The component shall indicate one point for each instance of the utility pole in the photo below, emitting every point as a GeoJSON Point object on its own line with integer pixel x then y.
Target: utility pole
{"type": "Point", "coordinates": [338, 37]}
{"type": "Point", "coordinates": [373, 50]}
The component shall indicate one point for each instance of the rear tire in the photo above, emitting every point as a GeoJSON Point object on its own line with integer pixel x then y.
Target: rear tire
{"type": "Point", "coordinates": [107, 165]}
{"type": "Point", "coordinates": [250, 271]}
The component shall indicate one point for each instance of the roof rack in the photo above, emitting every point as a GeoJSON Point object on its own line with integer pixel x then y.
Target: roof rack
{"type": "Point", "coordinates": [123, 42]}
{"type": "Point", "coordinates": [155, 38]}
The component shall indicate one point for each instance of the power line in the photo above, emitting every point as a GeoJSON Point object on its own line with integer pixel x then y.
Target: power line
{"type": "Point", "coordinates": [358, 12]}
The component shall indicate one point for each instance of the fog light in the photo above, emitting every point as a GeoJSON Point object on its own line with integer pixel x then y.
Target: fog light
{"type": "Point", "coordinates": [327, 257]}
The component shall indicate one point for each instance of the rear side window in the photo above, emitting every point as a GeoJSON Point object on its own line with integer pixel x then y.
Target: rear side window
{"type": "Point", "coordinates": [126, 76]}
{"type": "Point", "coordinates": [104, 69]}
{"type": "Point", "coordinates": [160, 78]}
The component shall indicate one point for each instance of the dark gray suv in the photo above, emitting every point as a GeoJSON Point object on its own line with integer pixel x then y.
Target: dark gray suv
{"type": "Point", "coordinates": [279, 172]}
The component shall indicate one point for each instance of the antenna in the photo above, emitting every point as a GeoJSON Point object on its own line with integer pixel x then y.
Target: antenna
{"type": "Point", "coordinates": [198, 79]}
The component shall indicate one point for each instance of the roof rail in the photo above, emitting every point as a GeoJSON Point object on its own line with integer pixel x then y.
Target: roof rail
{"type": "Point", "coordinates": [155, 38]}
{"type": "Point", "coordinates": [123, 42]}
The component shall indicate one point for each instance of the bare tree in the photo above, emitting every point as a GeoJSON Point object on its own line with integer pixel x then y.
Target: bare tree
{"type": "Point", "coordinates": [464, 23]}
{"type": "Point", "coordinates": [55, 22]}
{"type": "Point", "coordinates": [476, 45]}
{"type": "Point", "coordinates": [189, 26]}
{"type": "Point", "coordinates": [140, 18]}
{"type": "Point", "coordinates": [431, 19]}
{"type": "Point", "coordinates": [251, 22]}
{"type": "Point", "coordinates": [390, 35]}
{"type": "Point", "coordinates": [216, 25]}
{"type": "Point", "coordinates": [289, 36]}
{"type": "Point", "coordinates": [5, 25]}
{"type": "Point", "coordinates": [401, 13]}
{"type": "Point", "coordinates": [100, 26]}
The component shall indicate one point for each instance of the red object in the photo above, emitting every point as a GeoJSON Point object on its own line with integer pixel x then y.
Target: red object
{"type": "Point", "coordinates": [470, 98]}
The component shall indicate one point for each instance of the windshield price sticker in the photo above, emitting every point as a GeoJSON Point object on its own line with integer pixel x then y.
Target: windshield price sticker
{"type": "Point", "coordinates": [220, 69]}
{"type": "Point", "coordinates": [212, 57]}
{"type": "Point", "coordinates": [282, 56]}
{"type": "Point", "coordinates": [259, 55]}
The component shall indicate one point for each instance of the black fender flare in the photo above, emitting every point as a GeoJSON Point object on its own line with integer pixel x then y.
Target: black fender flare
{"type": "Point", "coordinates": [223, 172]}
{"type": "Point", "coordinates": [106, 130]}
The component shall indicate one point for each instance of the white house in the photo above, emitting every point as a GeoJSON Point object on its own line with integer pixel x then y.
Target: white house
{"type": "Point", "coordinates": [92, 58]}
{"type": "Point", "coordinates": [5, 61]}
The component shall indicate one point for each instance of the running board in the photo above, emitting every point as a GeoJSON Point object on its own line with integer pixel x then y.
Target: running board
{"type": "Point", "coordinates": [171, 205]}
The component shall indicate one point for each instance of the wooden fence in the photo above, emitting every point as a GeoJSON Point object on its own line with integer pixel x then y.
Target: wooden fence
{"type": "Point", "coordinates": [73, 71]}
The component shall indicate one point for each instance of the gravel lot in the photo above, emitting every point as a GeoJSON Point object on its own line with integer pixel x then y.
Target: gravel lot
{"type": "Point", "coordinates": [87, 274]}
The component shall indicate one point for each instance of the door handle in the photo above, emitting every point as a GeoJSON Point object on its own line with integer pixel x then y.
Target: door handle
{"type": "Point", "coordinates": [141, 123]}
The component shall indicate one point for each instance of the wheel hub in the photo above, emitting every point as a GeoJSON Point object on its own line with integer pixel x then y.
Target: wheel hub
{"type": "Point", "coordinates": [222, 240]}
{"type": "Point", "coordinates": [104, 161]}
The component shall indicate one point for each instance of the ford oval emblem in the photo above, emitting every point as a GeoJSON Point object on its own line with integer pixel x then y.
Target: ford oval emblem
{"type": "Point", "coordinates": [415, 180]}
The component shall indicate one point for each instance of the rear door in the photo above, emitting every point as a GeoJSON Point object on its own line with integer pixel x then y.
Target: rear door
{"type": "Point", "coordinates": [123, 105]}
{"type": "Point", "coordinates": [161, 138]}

▶ Work instructions
Put all of the rows above into a Markdown table with the headers "No." and "Line", one line of text per table row, numbered in order. Leave out any blank lines.

▶ Answer to this exercise
| No. | Line |
|---|---|
| 1 | The component shall indicate one point for each instance of the utility pole in the photo below, emitting every point as a GeoJSON Point object on its own line with integer pixel x then y. |
| 2 | Target: utility pole |
| 3 | {"type": "Point", "coordinates": [338, 37]} |
| 4 | {"type": "Point", "coordinates": [373, 50]} |
| 5 | The component shall indicate one point for each instance of the rear tire in the photo above, emitting every point as a GeoJSON Point object on its own line with integer pixel x then y. |
| 6 | Target: rear tire |
| 7 | {"type": "Point", "coordinates": [107, 165]} |
| 8 | {"type": "Point", "coordinates": [250, 271]} |
| 9 | The component shall indicate one point for each instance of the roof rack in the photo above, emitting every point as a GeoJSON Point object on its own line with integer pixel x then y. |
| 10 | Target: roof rack |
| 11 | {"type": "Point", "coordinates": [123, 42]} |
| 12 | {"type": "Point", "coordinates": [155, 38]} |
| 13 | The component shall indicate one point for each instance of the power line in the photo above, emitting every point as a GeoJSON Point object on its own line with integer pixel x then y. |
| 14 | Target: power line |
| 15 | {"type": "Point", "coordinates": [358, 12]} |
| 16 | The component shall indicate one point for each instance of the fog light in the photo above, emitting every point as a GeoJSON Point object on its own line with integer pixel x then y. |
| 17 | Target: fog light |
| 18 | {"type": "Point", "coordinates": [327, 257]} |
| 19 | The component shall indicate one point for each instance of the rear side window in the photo above, emitting every point as a GeoJSON Point object on its own line with integer pixel x then y. |
| 20 | Target: rear side window |
| 21 | {"type": "Point", "coordinates": [126, 76]} |
| 22 | {"type": "Point", "coordinates": [104, 69]} |
| 23 | {"type": "Point", "coordinates": [160, 78]} |
| 24 | The component shall indicate one point for each instance of the dark gray suv in the photo above, emitting every point as a GeoJSON Point object on its own line with integer pixel x then y. |
| 25 | Target: dark gray suv |
| 26 | {"type": "Point", "coordinates": [279, 172]} |
| 27 | The component shall indicate one point for each instance of the antenna in the photo above, emitting every point as a GeoJSON Point object on its own line with integer pixel x then y. |
| 28 | Target: antenna |
| 29 | {"type": "Point", "coordinates": [198, 79]} |
| 30 | The component shall indicate one point for each instance of the roof rail in the photo above, emitting every point as a GeoJSON Point object on its own line with integer pixel x then y. |
| 31 | Target: roof rail |
| 32 | {"type": "Point", "coordinates": [155, 38]} |
| 33 | {"type": "Point", "coordinates": [123, 42]} |
| 34 | The component shall indicate one point for each instance of the bare tree in the photo above, emitting every point as a GeoJSON Point object on its own line with integer pixel x then y. |
| 35 | Target: bare tree |
| 36 | {"type": "Point", "coordinates": [464, 23]} |
| 37 | {"type": "Point", "coordinates": [55, 22]} |
| 38 | {"type": "Point", "coordinates": [476, 45]} |
| 39 | {"type": "Point", "coordinates": [189, 26]} |
| 40 | {"type": "Point", "coordinates": [140, 18]} |
| 41 | {"type": "Point", "coordinates": [431, 19]} |
| 42 | {"type": "Point", "coordinates": [251, 22]} |
| 43 | {"type": "Point", "coordinates": [390, 35]} |
| 44 | {"type": "Point", "coordinates": [216, 25]} |
| 45 | {"type": "Point", "coordinates": [289, 36]} |
| 46 | {"type": "Point", "coordinates": [5, 25]} |
| 47 | {"type": "Point", "coordinates": [401, 13]} |
| 48 | {"type": "Point", "coordinates": [100, 26]} |
| 49 | The component shall indicate one point for each instance of the red object in the photo above, emitting every point as a GeoJSON Point object on its own line with integer pixel x then y. |
| 50 | Target: red object |
| 51 | {"type": "Point", "coordinates": [470, 98]} |
| 52 | The component shall indicate one point for each instance of the windshield price sticker in the photo above, emitting every point as a GeoJSON Point object on its own line with integer pixel x then y. |
| 53 | Target: windshield price sticker |
| 54 | {"type": "Point", "coordinates": [220, 69]} |
| 55 | {"type": "Point", "coordinates": [212, 57]} |
| 56 | {"type": "Point", "coordinates": [282, 56]} |
| 57 | {"type": "Point", "coordinates": [259, 55]} |
| 58 | The component shall indicate one point for each instance of the black fender flare in the photo above, emitting every point as a GeoJSON Point object on its own line with integer pixel x then y. |
| 59 | Target: black fender flare |
| 60 | {"type": "Point", "coordinates": [223, 172]} |
| 61 | {"type": "Point", "coordinates": [106, 130]} |
| 62 | The component shall indicate one point for each instance of the white house in the photo above, emitting every point as a GeoJSON Point object on its own line with integer pixel x then y. |
| 63 | Target: white house |
| 64 | {"type": "Point", "coordinates": [92, 58]} |
| 65 | {"type": "Point", "coordinates": [5, 61]} |
| 66 | The component shall indicate one point for each instance of the running board in the photo above, emitting every point as a GeoJSON Point object on its own line with integer pixel x then y. |
| 67 | Target: running board |
| 68 | {"type": "Point", "coordinates": [171, 205]} |
| 69 | The component shall indicate one point for each instance of the wooden fence in the photo above, emitting every point as a GeoJSON Point object on its own line with integer pixel x then y. |
| 70 | Target: wooden fence |
| 71 | {"type": "Point", "coordinates": [73, 71]} |
| 72 | The component shall indicate one point for each instance of the gravel lot in the photo above, emitting every point as a GeoJSON Point object on its own line with integer pixel x then y. |
| 73 | Target: gravel lot |
| 74 | {"type": "Point", "coordinates": [87, 274]} |
| 75 | The component shall indicate one point for each instance of the door handle in the photo above, emitting every point as a GeoJSON Point object on its own line with integer pixel x then y. |
| 76 | Target: door handle |
| 77 | {"type": "Point", "coordinates": [141, 123]} |
| 78 | The component shall indicate one point for each instance of the wheel hub in the photo above, emitting every point as a GeoJSON Point object on its own line with integer pixel x then y. |
| 79 | Target: wheel hub |
| 80 | {"type": "Point", "coordinates": [222, 240]} |
| 81 | {"type": "Point", "coordinates": [104, 161]} |
| 82 | The component shall indicate one point for each instance of the ford oval emblem in the photo above, emitting every point as a GeoJSON Point object on its own line with integer pixel x then y. |
| 83 | Target: ford oval emblem |
| 84 | {"type": "Point", "coordinates": [415, 180]} |
| 85 | The component shall indicate one point for each instance of the rear door in the photo above, emitting every point as a GeoJSON Point object on its own line with integer pixel x then y. |
| 86 | Target: rear door |
| 87 | {"type": "Point", "coordinates": [123, 105]} |
| 88 | {"type": "Point", "coordinates": [161, 138]} |